-- Source start --

Harlan sat down at the key-board in front of his computer and sighed as he saw well over 300 e-mails ready to be read and answered.

"Oh, Bazz-Fazz!" He said aloud to no-one in particular.

Most of the e-mails he recieved were from adoring, gushing fans who would always begin by writing, "Dear Mr. Ellison, You don't know me, but I'm a sci-fi writer too, and...."

Others, however, were remarkably well thought out and well written.

As he scanned the page on the screen, one e-mail caught his attention. It was from a fan alright, but not just any fan.

He slowly and carefully read the message, and then read it again in hopes of figuring out if it was a joke, or a real plea for help.

He copied down the cell-phone number given at the bottom of the message and headed to his phone.

He dialed and in a few seconds, was happy to hear the sweet voice of his fan, Janis.

The conversation only lasted a few minutes and after he hung up, went straight to his room to start packing...for Transylvania!

----------------------------


Pat, Arlo and Janis were waiting in the relative comfort of the village livery. As they waited for the coach driver to show, Arlo and Janis played guitar and sang duets all to the delight of Pat, the Lawyer-Monster. Outside, the cold rain came down and quickly chilled the air to a temperature just above freezing.

It was getting dark at the foot of Mount Baricur where the village was located and they began to wonder if the coach-driver would ever show.

-- Source end --

▶ [Problem 1]: Please duplicate the part of the Harlan story that opens with the words containing "Most of the" and closes with "just any fan.".
▶ [Problem 2]: List every character the Harlan story mentions by name.
The data that comes next has no connection to the Harlan story.

-- Collected material start --

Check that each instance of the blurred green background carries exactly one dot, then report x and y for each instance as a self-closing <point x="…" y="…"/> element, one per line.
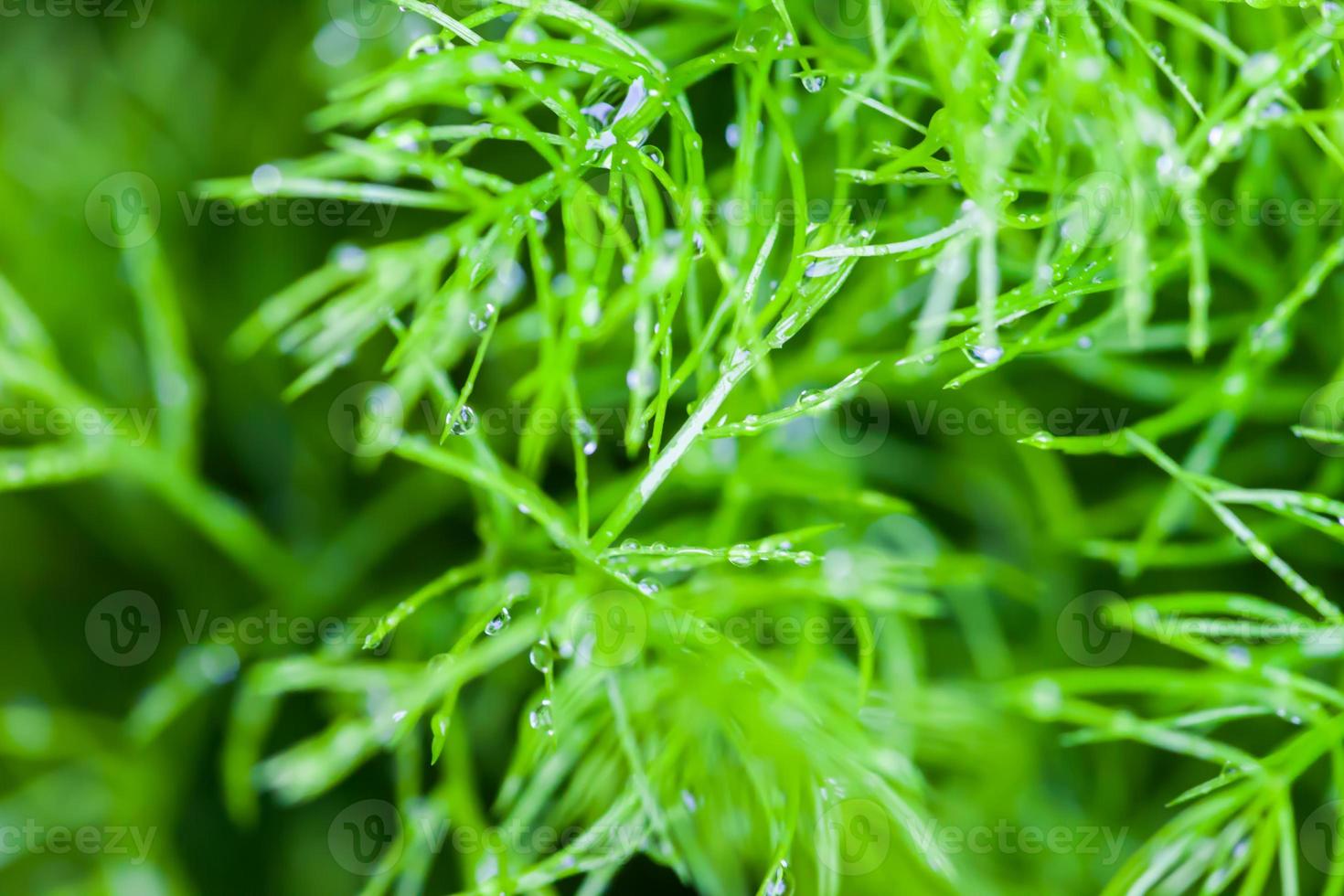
<point x="180" y="93"/>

-- Collected material end --

▶ [Expected answer 1]:
Most of the e-mails he recieved were from adoring, gushing fans who would always begin by writing, "Dear Mr. Ellison, You don't know me, but I'm a sci-fi writer too, and...."

Others, however, were remarkably well thought out and well written.

As he scanned the page on the screen, one e-mail caught his attention. It was from a fan alright, but not just any fan.

▶ [Expected answer 2]: Harlan, Janis, Pat, Arlo